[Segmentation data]
__________

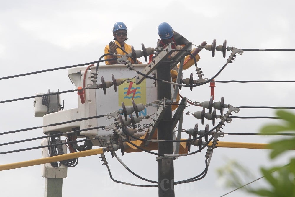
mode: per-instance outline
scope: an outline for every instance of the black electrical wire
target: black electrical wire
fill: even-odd
[[[238,80],[230,80],[229,81],[212,81],[211,82],[216,83],[295,83],[295,81],[274,81],[271,80],[239,81]]]
[[[213,131],[215,129],[216,129],[217,128],[217,127],[218,127],[219,126],[220,126],[220,125],[221,125],[222,124],[223,124],[223,122],[219,122],[218,123],[218,124],[217,125],[216,125],[216,126],[215,126],[215,127],[214,127],[213,128],[212,128],[211,129],[211,130],[208,131],[207,132],[205,133],[204,134],[200,136],[199,137],[196,137],[195,138],[192,138],[191,139],[190,139],[181,140],[161,140],[161,142],[186,142],[191,141],[194,141],[194,140],[196,140],[198,139],[200,139],[200,138],[203,137],[204,137],[205,136],[206,136],[206,135],[208,135],[209,133],[211,133],[211,132],[212,132],[212,131]],[[134,138],[134,139],[137,139],[137,140],[140,140],[140,141],[149,141],[150,142],[151,142],[150,141],[149,141],[149,140],[147,140],[146,139],[142,139],[142,138],[138,138],[137,137],[136,137],[136,136],[134,136],[134,135],[132,135],[131,134],[128,134],[128,135],[130,136],[132,138]]]
[[[123,182],[123,181],[117,180],[113,178],[113,176],[112,176],[112,173],[111,173],[111,170],[110,170],[110,168],[109,167],[109,165],[108,165],[107,164],[105,164],[105,165],[106,166],[106,167],[108,168],[108,171],[109,171],[109,175],[110,177],[111,178],[111,179],[114,182],[117,183],[127,185],[130,185],[130,186],[135,186],[136,187],[158,187],[158,185],[135,185],[135,184],[132,184],[132,183],[128,183]]]
[[[253,48],[244,48],[241,49],[245,51],[295,51],[295,49],[259,49]]]
[[[112,53],[106,53],[105,54],[104,54],[102,56],[101,56],[99,58],[99,59],[98,60],[98,61],[97,61],[97,65],[96,65],[96,68],[95,69],[95,71],[96,72],[97,71],[97,70],[98,70],[98,66],[99,65],[99,62],[101,62],[101,61],[109,61],[110,60],[115,60],[118,59],[117,58],[112,58],[111,59],[109,59],[105,60],[104,61],[101,60],[101,59],[102,58],[104,57],[105,56],[106,56],[112,55],[113,55]]]
[[[118,161],[119,161],[120,163],[121,163],[121,164],[122,164],[122,165],[123,165],[123,163],[123,163],[123,162],[122,162],[122,160],[121,160],[121,159],[120,159],[119,158],[119,157],[117,155],[117,154],[116,154],[115,152],[114,152],[114,155],[115,156],[115,157],[116,157],[116,158],[117,159],[118,159]],[[174,185],[178,185],[179,184],[181,184],[182,183],[189,183],[190,182],[192,182],[192,180],[193,180],[195,179],[198,178],[200,177],[201,176],[202,176],[202,175],[203,175],[204,174],[205,172],[206,171],[206,170],[208,170],[208,166],[207,166],[206,160],[205,161],[206,161],[205,164],[206,165],[206,167],[205,168],[205,169],[202,172],[201,172],[200,174],[197,175],[197,176],[196,176],[192,178],[191,178],[189,179],[186,179],[186,180],[183,180],[175,182],[174,183]],[[124,167],[125,168],[126,168],[126,170],[127,170],[129,172],[131,173],[131,174],[132,174],[134,176],[136,176],[137,177],[139,178],[142,180],[145,180],[146,181],[148,181],[148,182],[150,182],[150,183],[156,183],[157,184],[158,184],[158,181],[151,180],[150,180],[149,179],[148,179],[145,178],[143,178],[143,177],[142,177],[140,176],[139,176],[136,173],[134,172],[131,170],[130,170],[128,167],[127,167],[127,166],[126,166],[126,165],[125,165],[124,164],[123,165],[123,166],[124,166]]]
[[[271,106],[240,106],[236,107],[239,109],[294,109],[295,107],[273,107]]]
[[[85,89],[86,88],[85,88],[84,89]],[[29,99],[34,98],[36,98],[37,97],[43,97],[45,96],[50,96],[50,95],[58,95],[60,94],[63,94],[64,93],[67,93],[68,92],[71,92],[78,91],[78,90],[76,89],[72,89],[70,90],[66,90],[65,91],[62,91],[62,92],[53,92],[52,93],[48,93],[47,94],[45,94],[44,95],[35,95],[35,96],[32,96],[29,97],[23,97],[22,98],[19,98],[17,99],[11,99],[10,100],[6,100],[2,101],[0,101],[0,103],[3,103],[5,102],[9,102],[15,101],[17,100],[24,100],[25,99]]]
[[[29,150],[33,150],[34,149],[38,149],[42,148],[43,148],[51,147],[51,146],[57,146],[58,145],[62,145],[63,144],[71,144],[72,143],[76,143],[77,142],[80,142],[82,141],[87,141],[88,140],[92,140],[95,139],[99,139],[99,137],[98,137],[94,138],[91,138],[91,139],[82,139],[80,140],[76,140],[76,141],[72,141],[62,142],[62,143],[56,144],[51,144],[50,145],[46,145],[45,146],[36,146],[35,147],[32,147],[31,148],[28,148],[26,149],[18,149],[18,150],[14,150],[10,151],[9,151],[1,152],[0,152],[0,154],[7,154],[7,153],[11,153],[13,152],[20,152],[21,151],[24,151]]]
[[[14,77],[17,77],[19,76],[26,76],[26,75],[29,75],[31,74],[37,74],[38,73],[40,73],[42,72],[48,72],[49,71],[53,71],[56,70],[61,70],[61,69],[68,69],[70,68],[73,68],[74,67],[77,67],[78,66],[86,66],[87,65],[89,65],[89,64],[95,64],[95,63],[98,63],[99,62],[103,62],[103,61],[109,61],[110,60],[113,60],[114,59],[117,59],[117,58],[112,58],[112,59],[109,59],[109,60],[99,60],[98,61],[94,61],[91,62],[88,62],[88,63],[84,63],[83,64],[76,64],[76,65],[73,65],[72,66],[63,66],[63,67],[59,67],[58,68],[55,68],[53,69],[46,69],[46,70],[43,70],[41,71],[35,71],[35,72],[32,72],[28,73],[24,73],[24,74],[17,74],[15,75],[13,75],[12,76],[5,76],[3,77],[0,77],[0,80],[2,80],[2,79],[10,79],[11,78],[14,78]]]
[[[71,133],[79,133],[81,131],[89,131],[89,130],[92,130],[92,129],[96,129],[99,128],[104,128],[105,126],[100,126],[97,127],[92,127],[91,128],[85,128],[83,129],[80,129],[80,130],[76,130],[76,131],[72,131],[66,132],[65,133],[68,133],[70,132]],[[49,132],[50,132],[50,131],[49,131]],[[25,139],[22,140],[19,140],[18,141],[14,141],[10,142],[3,143],[2,144],[0,144],[0,146],[4,146],[4,145],[8,145],[9,144],[14,144],[20,143],[21,142],[24,142],[26,141],[32,141],[33,140],[36,140],[40,139],[43,139],[44,138],[47,138],[48,137],[58,137],[63,135],[64,134],[65,134],[65,133],[56,133],[55,134],[53,134],[52,135],[49,135],[47,136],[41,136],[41,137],[38,137],[36,138],[33,138],[26,139]]]
[[[281,119],[279,117],[273,116],[230,116],[231,118],[240,119]]]
[[[75,119],[74,120],[72,120],[71,121],[65,121],[65,122],[62,122],[59,123],[54,123],[53,124],[50,124],[47,125],[43,125],[43,126],[35,126],[35,127],[31,127],[30,128],[23,128],[21,129],[15,130],[14,131],[10,131],[3,132],[2,133],[0,133],[0,135],[4,135],[5,134],[8,134],[9,133],[17,133],[18,132],[20,132],[21,131],[29,131],[29,130],[33,130],[33,129],[36,129],[37,128],[43,128],[44,127],[47,127],[52,126],[56,126],[57,125],[61,125],[65,124],[67,124],[68,123],[72,123],[74,122],[77,122],[78,121],[84,121],[86,120],[89,120],[89,119],[92,119],[93,118],[101,118],[102,117],[104,117],[105,116],[105,115],[96,115],[94,116],[91,116],[91,117],[84,118],[82,118]]]
[[[240,135],[248,136],[295,136],[295,133],[225,133],[227,135]]]

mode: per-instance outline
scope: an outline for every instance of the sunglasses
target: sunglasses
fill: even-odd
[[[121,35],[123,36],[126,36],[127,35],[127,33],[117,33],[116,35],[118,36],[121,36]]]

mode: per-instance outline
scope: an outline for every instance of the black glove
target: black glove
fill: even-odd
[[[118,45],[115,43],[114,42],[111,41],[109,44],[109,52],[110,53],[117,53],[117,48],[118,47]]]

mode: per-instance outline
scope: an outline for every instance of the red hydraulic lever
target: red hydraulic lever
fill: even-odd
[[[84,97],[84,95],[85,92],[84,90],[82,88],[81,86],[78,87],[78,92],[77,93],[78,95],[80,96],[80,99],[81,100],[81,102],[82,104],[85,103],[85,98]]]
[[[210,82],[210,85],[209,86],[211,87],[211,96],[213,96],[213,100],[214,100],[214,87],[216,86],[215,85],[215,82],[214,82],[215,80],[213,79]]]

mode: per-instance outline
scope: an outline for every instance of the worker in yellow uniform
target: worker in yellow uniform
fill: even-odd
[[[175,31],[173,31],[172,27],[167,22],[162,22],[160,24],[158,27],[158,34],[161,39],[158,39],[156,48],[163,48],[168,44],[172,43],[173,44],[171,46],[172,49],[175,49],[176,51],[171,54],[171,57],[176,55],[179,51],[178,50],[182,49],[185,45],[189,42],[189,41],[185,38]],[[194,49],[193,51],[194,50]],[[157,56],[160,52],[160,50],[158,49],[156,50],[155,53],[155,56],[153,57],[154,58]],[[187,56],[185,57],[185,60],[186,60],[189,57],[189,56]],[[199,61],[200,59],[200,56],[198,54],[196,55],[195,57],[197,61]],[[192,59],[185,64],[183,65],[183,70],[186,70],[194,64],[194,60]],[[179,64],[177,66],[179,68]],[[177,71],[175,70],[172,70],[171,71],[171,72],[172,81],[173,82],[176,82],[178,74]],[[176,102],[173,103],[178,103],[178,101],[180,100],[179,97],[178,92],[176,96]],[[172,105],[172,110],[175,110],[178,107],[177,105]]]
[[[106,46],[104,48],[104,54],[115,53],[120,55],[125,55],[132,52],[131,46],[125,43],[125,40],[128,40],[127,38],[128,29],[125,24],[122,22],[119,22],[115,23],[113,28],[113,35],[114,42],[111,41],[108,45]],[[119,57],[113,55],[108,55],[105,56],[105,59],[109,59]],[[137,59],[136,62],[130,58],[128,59],[131,61],[132,64],[142,64]],[[106,62],[106,64],[124,64],[124,62],[117,63],[116,60],[110,60]]]

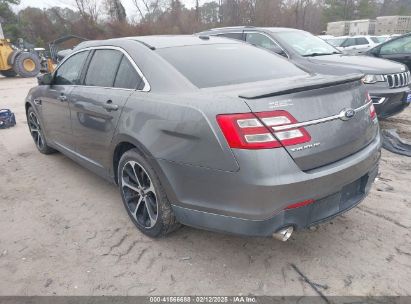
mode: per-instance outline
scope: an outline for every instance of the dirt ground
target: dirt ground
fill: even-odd
[[[358,207],[285,243],[183,227],[152,240],[114,185],[37,152],[24,98],[0,78],[0,295],[411,295],[411,158],[383,151]],[[411,107],[384,125],[411,139]],[[300,272],[300,273],[299,273]]]

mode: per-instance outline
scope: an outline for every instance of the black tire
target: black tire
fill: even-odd
[[[132,167],[133,163],[134,167]],[[134,168],[135,170],[133,170],[132,168]],[[140,168],[142,170],[139,170]],[[130,169],[133,171],[131,171]],[[138,183],[137,185],[137,183],[128,178],[127,173],[133,172],[134,174],[137,173],[142,178],[142,181],[145,180],[144,186],[147,190],[151,188],[151,186],[153,186],[155,191],[154,195],[151,195],[153,193],[151,193],[150,191],[148,191],[145,195],[141,195],[138,194],[138,192],[133,191],[131,188],[125,186],[125,184],[128,183],[130,185],[133,184],[133,187],[136,188],[138,187],[138,185],[140,185],[140,183]],[[118,185],[121,193],[121,198],[123,199],[124,207],[126,208],[131,221],[141,232],[149,237],[158,238],[165,236],[180,227],[180,224],[176,221],[171,204],[168,201],[167,195],[160,183],[157,174],[155,173],[150,163],[139,153],[137,149],[131,149],[121,156],[117,174]],[[144,178],[145,174],[148,176],[148,179]],[[143,182],[141,182],[141,185],[143,185]],[[144,199],[144,197],[146,198]],[[148,221],[144,220],[144,210],[146,210],[145,213],[146,216],[148,216],[150,212],[148,212],[147,205],[151,205],[152,207],[154,206],[153,197],[155,198],[156,208],[150,209],[152,210],[152,213],[153,211],[157,211],[157,213],[154,212],[156,213],[156,221],[151,227],[148,227],[148,221],[150,222],[150,224],[152,222],[151,216],[149,217]],[[140,199],[141,203],[138,204]],[[134,204],[136,206],[134,206]],[[140,206],[140,208],[138,206]],[[135,212],[135,214],[140,213],[140,216],[138,214],[133,215],[133,211]]]
[[[27,62],[29,62],[30,64],[27,65]],[[36,54],[22,52],[18,54],[15,58],[13,63],[13,69],[21,77],[35,77],[40,73],[40,58]]]
[[[17,73],[14,70],[0,71],[0,74],[4,77],[16,77]]]
[[[40,153],[52,154],[56,152],[56,150],[47,145],[47,140],[44,137],[40,120],[32,107],[29,107],[27,110],[27,124],[29,126],[31,137],[33,138],[36,148],[40,151]]]

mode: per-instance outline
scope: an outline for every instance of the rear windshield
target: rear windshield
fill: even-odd
[[[193,45],[157,52],[199,88],[305,74],[286,59],[247,44]]]

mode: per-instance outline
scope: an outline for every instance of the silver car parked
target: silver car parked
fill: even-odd
[[[356,206],[377,174],[361,77],[219,37],[92,41],[39,77],[27,120],[40,152],[116,183],[149,236],[181,223],[286,240]]]

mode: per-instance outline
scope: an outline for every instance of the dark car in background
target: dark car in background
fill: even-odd
[[[400,62],[411,70],[411,33],[386,41],[366,54]]]
[[[310,72],[344,75],[361,72],[380,118],[409,105],[410,72],[406,66],[368,56],[343,54],[308,32],[292,28],[227,27],[199,33],[248,42],[291,60]]]
[[[117,183],[149,236],[182,223],[286,240],[356,206],[377,175],[361,77],[218,37],[90,41],[39,78],[27,121],[40,152]]]

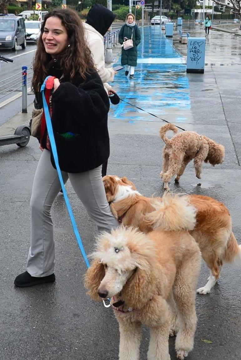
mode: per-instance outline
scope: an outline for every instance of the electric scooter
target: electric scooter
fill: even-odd
[[[6,63],[13,62],[11,59],[5,58],[2,55],[0,55],[0,60]],[[14,134],[0,136],[0,146],[16,144],[18,146],[23,148],[28,144],[30,134],[30,126],[27,125],[20,125],[15,129]]]

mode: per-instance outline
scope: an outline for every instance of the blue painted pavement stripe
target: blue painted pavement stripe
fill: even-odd
[[[133,105],[158,117],[164,118],[167,114],[173,117],[174,122],[184,122],[190,108],[186,65],[172,46],[172,40],[166,39],[153,27],[141,29],[142,41],[138,48],[134,78],[125,76],[121,71],[116,75],[113,86],[121,98]],[[122,101],[111,106],[110,114],[131,122],[157,121],[154,117]]]

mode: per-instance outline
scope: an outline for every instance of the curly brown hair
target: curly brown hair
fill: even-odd
[[[71,81],[78,73],[85,79],[85,74],[89,74],[95,69],[93,59],[85,39],[84,30],[78,13],[71,9],[55,9],[46,14],[41,25],[41,35],[33,65],[32,88],[34,93],[39,91],[40,86],[48,75],[48,65],[52,57],[45,51],[42,35],[46,22],[51,17],[60,19],[68,34],[70,46],[57,57],[63,76],[69,77]]]

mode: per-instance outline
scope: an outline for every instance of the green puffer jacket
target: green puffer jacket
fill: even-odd
[[[135,25],[133,27],[127,26],[126,24],[123,25],[120,30],[119,34],[119,42],[122,45],[124,37],[127,37],[128,39],[131,39],[132,29],[133,47],[128,50],[124,50],[123,48],[122,48],[121,64],[122,66],[136,66],[137,64],[137,46],[141,42],[141,33],[137,25]]]

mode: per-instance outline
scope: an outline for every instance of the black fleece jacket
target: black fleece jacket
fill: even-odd
[[[49,72],[55,76],[54,71]],[[52,95],[51,122],[60,167],[67,172],[95,168],[109,155],[109,99],[97,73],[86,76],[84,81],[79,75],[71,82],[64,77]],[[70,132],[74,134],[71,138],[63,136]],[[56,168],[52,151],[51,160]]]

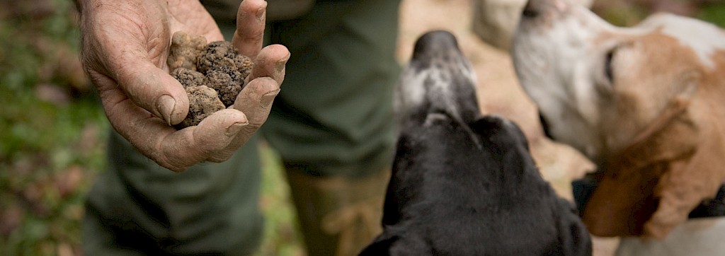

__________

How many lines in the entries above contain the string "black"? Match case exactly, and give only the number.

# [Task response]
8